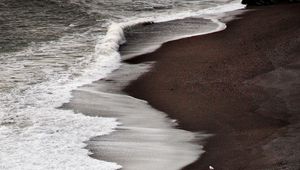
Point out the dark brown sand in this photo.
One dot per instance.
(241, 84)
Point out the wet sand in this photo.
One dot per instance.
(241, 84)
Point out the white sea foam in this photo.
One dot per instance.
(34, 134)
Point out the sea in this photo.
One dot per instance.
(61, 80)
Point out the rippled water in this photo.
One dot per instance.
(49, 48)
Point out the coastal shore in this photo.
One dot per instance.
(240, 84)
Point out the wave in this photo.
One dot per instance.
(36, 134)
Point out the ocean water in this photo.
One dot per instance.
(48, 48)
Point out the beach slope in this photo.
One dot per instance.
(240, 84)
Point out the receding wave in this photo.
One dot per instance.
(34, 132)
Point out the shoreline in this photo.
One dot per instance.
(200, 83)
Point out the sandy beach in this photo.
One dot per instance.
(240, 84)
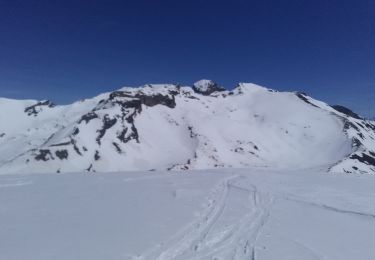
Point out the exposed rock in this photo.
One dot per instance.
(38, 107)
(346, 111)
(62, 154)
(206, 87)
(88, 117)
(107, 123)
(303, 97)
(44, 155)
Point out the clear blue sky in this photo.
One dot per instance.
(67, 50)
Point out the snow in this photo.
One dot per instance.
(249, 126)
(254, 213)
(204, 84)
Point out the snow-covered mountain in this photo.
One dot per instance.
(156, 127)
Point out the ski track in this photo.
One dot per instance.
(208, 238)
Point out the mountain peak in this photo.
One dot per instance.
(206, 87)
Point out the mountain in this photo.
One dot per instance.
(165, 126)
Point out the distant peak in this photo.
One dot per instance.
(206, 87)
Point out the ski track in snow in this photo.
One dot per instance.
(206, 238)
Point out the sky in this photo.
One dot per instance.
(69, 50)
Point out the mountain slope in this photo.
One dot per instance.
(175, 127)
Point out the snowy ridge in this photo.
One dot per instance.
(165, 126)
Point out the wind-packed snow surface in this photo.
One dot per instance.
(222, 214)
(159, 127)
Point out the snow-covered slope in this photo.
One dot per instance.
(174, 127)
(212, 214)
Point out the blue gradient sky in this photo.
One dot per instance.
(67, 50)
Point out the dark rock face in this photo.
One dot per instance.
(116, 145)
(62, 154)
(136, 100)
(35, 109)
(206, 87)
(365, 158)
(107, 123)
(44, 155)
(96, 156)
(303, 97)
(88, 117)
(346, 111)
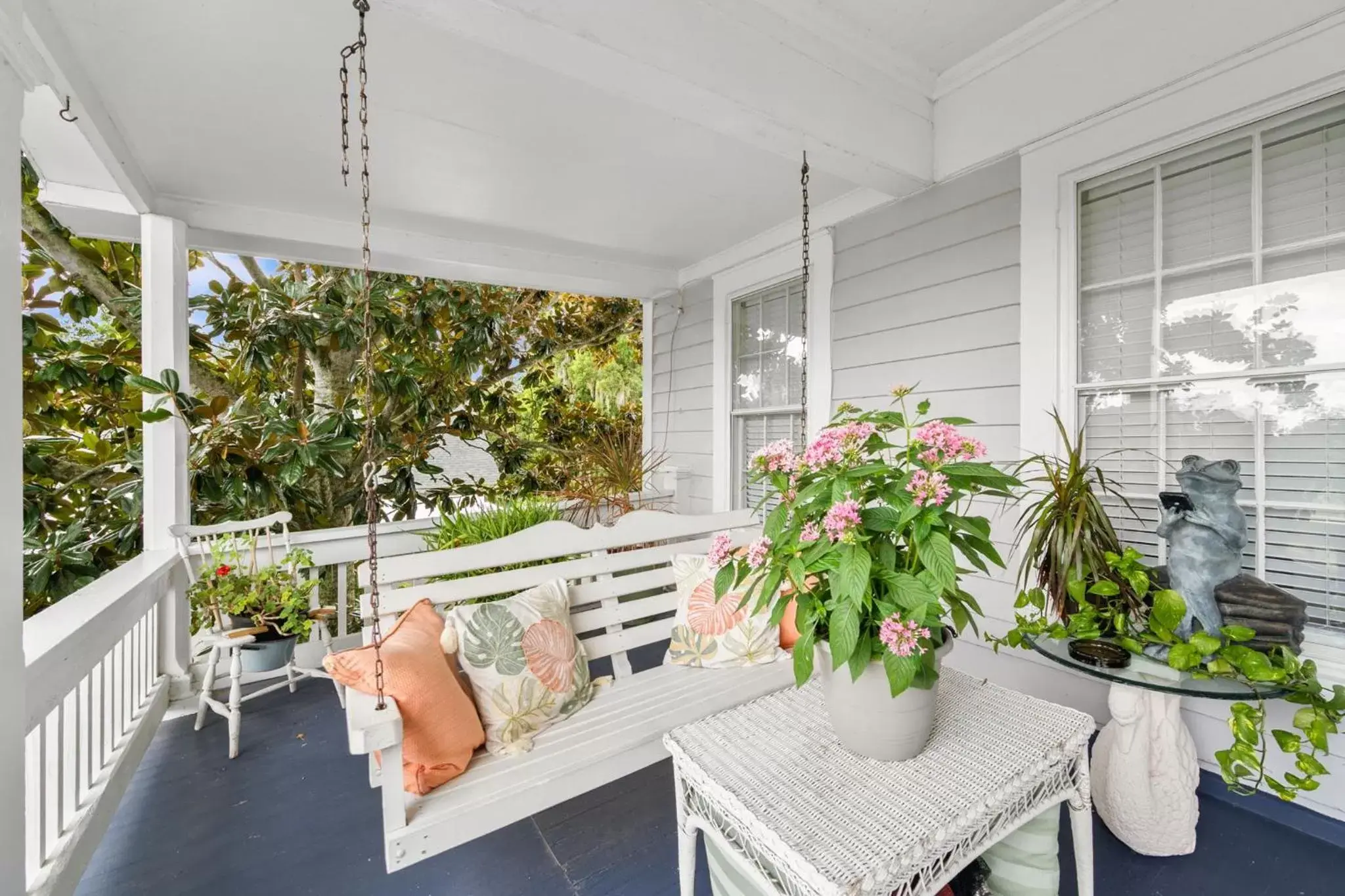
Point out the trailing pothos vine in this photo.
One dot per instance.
(1102, 612)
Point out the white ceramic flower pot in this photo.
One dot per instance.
(868, 719)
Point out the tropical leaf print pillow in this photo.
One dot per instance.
(716, 634)
(526, 667)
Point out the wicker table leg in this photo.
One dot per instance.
(1080, 826)
(685, 839)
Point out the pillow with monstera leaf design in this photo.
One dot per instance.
(526, 667)
(716, 634)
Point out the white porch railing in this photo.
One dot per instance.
(95, 689)
(93, 698)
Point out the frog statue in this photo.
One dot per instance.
(1204, 543)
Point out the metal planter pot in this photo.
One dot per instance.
(265, 656)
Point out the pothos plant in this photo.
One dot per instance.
(1204, 654)
(866, 527)
(272, 597)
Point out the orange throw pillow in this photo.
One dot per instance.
(440, 727)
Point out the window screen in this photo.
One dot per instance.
(1212, 322)
(767, 381)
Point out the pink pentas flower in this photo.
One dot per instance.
(721, 550)
(943, 444)
(841, 519)
(838, 445)
(776, 457)
(929, 488)
(903, 637)
(758, 551)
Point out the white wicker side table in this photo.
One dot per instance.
(770, 782)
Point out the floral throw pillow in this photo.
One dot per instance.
(526, 667)
(716, 634)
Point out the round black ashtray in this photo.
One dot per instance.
(1099, 653)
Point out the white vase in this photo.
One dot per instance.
(868, 719)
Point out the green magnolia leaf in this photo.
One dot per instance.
(1169, 609)
(938, 559)
(902, 671)
(494, 637)
(844, 633)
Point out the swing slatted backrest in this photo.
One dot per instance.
(622, 590)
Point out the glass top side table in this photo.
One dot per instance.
(1143, 762)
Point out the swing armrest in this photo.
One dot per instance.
(370, 729)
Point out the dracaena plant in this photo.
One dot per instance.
(866, 530)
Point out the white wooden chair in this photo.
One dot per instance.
(194, 544)
(622, 598)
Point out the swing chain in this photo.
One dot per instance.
(370, 468)
(807, 264)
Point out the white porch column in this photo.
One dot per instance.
(163, 345)
(11, 495)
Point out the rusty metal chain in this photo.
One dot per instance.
(807, 264)
(372, 509)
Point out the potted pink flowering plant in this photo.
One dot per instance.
(868, 532)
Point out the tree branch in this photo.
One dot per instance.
(256, 272)
(222, 267)
(43, 230)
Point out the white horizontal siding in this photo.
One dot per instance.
(682, 399)
(927, 292)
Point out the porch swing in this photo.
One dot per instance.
(622, 594)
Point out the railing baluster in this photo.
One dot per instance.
(70, 734)
(50, 782)
(342, 599)
(33, 801)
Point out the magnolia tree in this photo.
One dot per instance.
(865, 535)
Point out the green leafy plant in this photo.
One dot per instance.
(1204, 654)
(486, 524)
(866, 527)
(272, 597)
(1064, 531)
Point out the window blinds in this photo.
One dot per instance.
(1212, 322)
(767, 402)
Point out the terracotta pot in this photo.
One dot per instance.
(868, 719)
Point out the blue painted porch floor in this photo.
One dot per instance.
(295, 815)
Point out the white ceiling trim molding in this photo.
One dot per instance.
(845, 207)
(68, 77)
(857, 131)
(1015, 43)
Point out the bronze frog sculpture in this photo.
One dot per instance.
(1206, 542)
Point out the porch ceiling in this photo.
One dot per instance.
(586, 146)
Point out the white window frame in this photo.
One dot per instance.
(770, 269)
(1250, 89)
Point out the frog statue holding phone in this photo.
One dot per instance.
(1206, 532)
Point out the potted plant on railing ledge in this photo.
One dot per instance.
(271, 603)
(865, 535)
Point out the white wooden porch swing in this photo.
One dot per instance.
(621, 598)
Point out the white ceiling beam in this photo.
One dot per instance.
(730, 66)
(301, 238)
(66, 75)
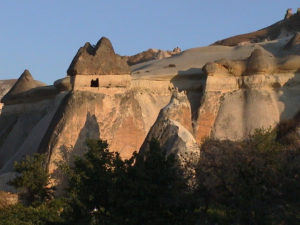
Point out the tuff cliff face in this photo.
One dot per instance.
(225, 92)
(5, 86)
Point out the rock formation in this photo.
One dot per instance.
(150, 54)
(284, 28)
(26, 89)
(100, 59)
(225, 92)
(288, 14)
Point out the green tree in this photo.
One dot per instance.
(146, 189)
(250, 182)
(32, 179)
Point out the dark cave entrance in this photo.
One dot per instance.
(95, 83)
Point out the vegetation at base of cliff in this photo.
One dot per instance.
(255, 181)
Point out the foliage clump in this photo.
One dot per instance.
(254, 181)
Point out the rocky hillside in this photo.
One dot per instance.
(5, 86)
(225, 92)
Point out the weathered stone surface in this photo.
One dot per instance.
(100, 59)
(261, 61)
(285, 27)
(288, 14)
(294, 41)
(23, 89)
(63, 84)
(150, 54)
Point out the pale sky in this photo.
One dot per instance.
(44, 36)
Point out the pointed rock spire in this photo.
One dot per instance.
(23, 84)
(100, 59)
(295, 40)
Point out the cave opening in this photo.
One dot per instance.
(95, 83)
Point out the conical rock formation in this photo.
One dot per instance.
(98, 60)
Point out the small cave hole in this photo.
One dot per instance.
(95, 83)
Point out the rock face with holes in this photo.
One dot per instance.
(225, 92)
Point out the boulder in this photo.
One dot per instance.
(260, 61)
(288, 14)
(294, 41)
(100, 59)
(23, 84)
(63, 84)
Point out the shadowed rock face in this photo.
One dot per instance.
(5, 86)
(98, 60)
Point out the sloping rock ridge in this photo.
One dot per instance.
(286, 27)
(98, 59)
(224, 92)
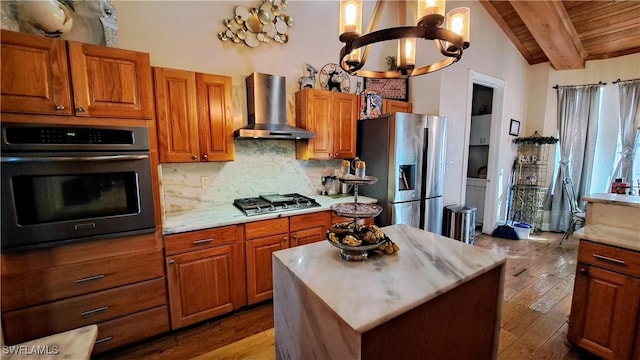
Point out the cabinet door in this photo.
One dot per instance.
(177, 117)
(109, 82)
(604, 310)
(308, 236)
(391, 106)
(203, 284)
(215, 117)
(344, 113)
(313, 112)
(35, 75)
(259, 269)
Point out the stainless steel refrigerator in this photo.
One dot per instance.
(406, 152)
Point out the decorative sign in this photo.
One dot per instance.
(514, 128)
(394, 89)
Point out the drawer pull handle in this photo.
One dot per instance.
(94, 311)
(606, 258)
(90, 278)
(108, 338)
(202, 242)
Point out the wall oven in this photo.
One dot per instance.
(63, 184)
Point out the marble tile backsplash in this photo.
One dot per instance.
(261, 167)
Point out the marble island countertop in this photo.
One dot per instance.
(223, 215)
(387, 286)
(616, 236)
(617, 199)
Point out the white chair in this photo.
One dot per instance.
(577, 214)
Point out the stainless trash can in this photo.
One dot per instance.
(459, 223)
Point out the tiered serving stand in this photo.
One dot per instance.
(354, 210)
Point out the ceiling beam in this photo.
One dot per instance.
(497, 17)
(550, 25)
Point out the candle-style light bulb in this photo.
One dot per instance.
(430, 7)
(458, 21)
(350, 16)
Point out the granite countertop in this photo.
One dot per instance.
(609, 235)
(229, 215)
(368, 293)
(617, 199)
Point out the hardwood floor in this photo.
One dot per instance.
(537, 300)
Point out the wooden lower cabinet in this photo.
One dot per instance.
(58, 316)
(128, 329)
(259, 270)
(207, 282)
(118, 284)
(605, 307)
(308, 228)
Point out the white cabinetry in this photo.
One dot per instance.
(476, 189)
(480, 129)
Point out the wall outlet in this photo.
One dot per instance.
(205, 182)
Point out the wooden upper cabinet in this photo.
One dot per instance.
(35, 75)
(390, 106)
(345, 109)
(194, 116)
(110, 82)
(56, 77)
(332, 117)
(177, 117)
(216, 117)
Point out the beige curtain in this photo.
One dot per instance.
(629, 93)
(578, 112)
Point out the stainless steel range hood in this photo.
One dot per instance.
(267, 110)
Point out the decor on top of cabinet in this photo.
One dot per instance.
(258, 25)
(536, 139)
(395, 89)
(371, 106)
(333, 78)
(91, 22)
(308, 81)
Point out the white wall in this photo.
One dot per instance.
(183, 34)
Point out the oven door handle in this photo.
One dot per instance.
(17, 159)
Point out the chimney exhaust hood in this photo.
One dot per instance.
(267, 110)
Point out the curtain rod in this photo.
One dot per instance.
(617, 81)
(599, 83)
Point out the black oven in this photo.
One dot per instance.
(63, 184)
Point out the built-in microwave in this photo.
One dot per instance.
(63, 184)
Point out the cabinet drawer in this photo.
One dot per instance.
(365, 221)
(610, 257)
(259, 229)
(128, 329)
(196, 240)
(308, 221)
(39, 286)
(55, 317)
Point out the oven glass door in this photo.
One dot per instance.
(50, 200)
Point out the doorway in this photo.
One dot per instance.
(479, 146)
(484, 180)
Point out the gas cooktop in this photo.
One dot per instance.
(272, 203)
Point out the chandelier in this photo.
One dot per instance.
(450, 40)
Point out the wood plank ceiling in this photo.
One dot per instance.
(568, 33)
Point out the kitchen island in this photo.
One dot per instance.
(437, 298)
(605, 308)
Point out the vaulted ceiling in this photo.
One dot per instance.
(568, 33)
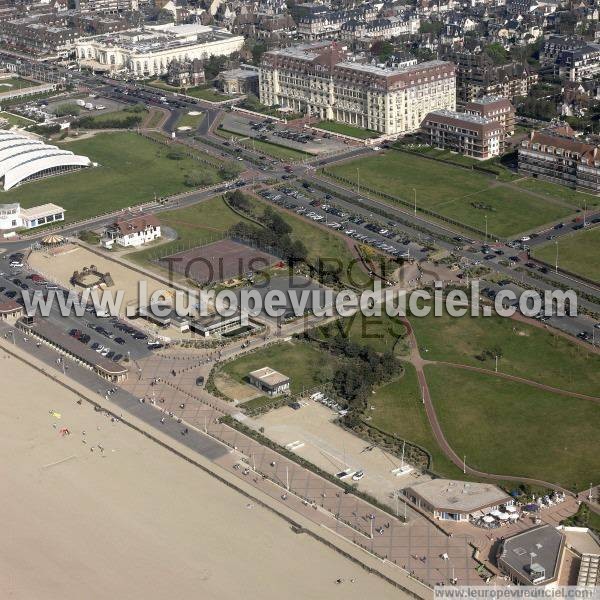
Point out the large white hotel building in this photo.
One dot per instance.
(148, 51)
(321, 79)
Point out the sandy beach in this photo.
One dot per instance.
(110, 514)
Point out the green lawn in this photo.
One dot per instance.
(131, 170)
(195, 225)
(16, 119)
(578, 252)
(331, 249)
(119, 116)
(465, 196)
(350, 130)
(15, 83)
(526, 351)
(559, 192)
(305, 365)
(398, 409)
(207, 221)
(154, 120)
(269, 148)
(188, 120)
(382, 334)
(514, 429)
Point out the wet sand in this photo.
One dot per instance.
(135, 521)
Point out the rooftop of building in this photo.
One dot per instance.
(534, 551)
(463, 117)
(269, 376)
(135, 224)
(44, 210)
(459, 496)
(146, 40)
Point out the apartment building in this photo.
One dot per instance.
(54, 34)
(317, 20)
(381, 29)
(477, 76)
(571, 58)
(494, 108)
(557, 155)
(468, 134)
(323, 80)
======
STATED GOAL:
Copy the entries from the line containing "Point out the apartment" through the end, swapping "apartment building" for "residential block" and leaving everything else unchanged.

OUTPUT BELOW:
Point out the residential block in this photo.
One dot per instance.
(54, 34)
(317, 20)
(381, 29)
(477, 76)
(571, 58)
(494, 108)
(557, 155)
(468, 134)
(323, 80)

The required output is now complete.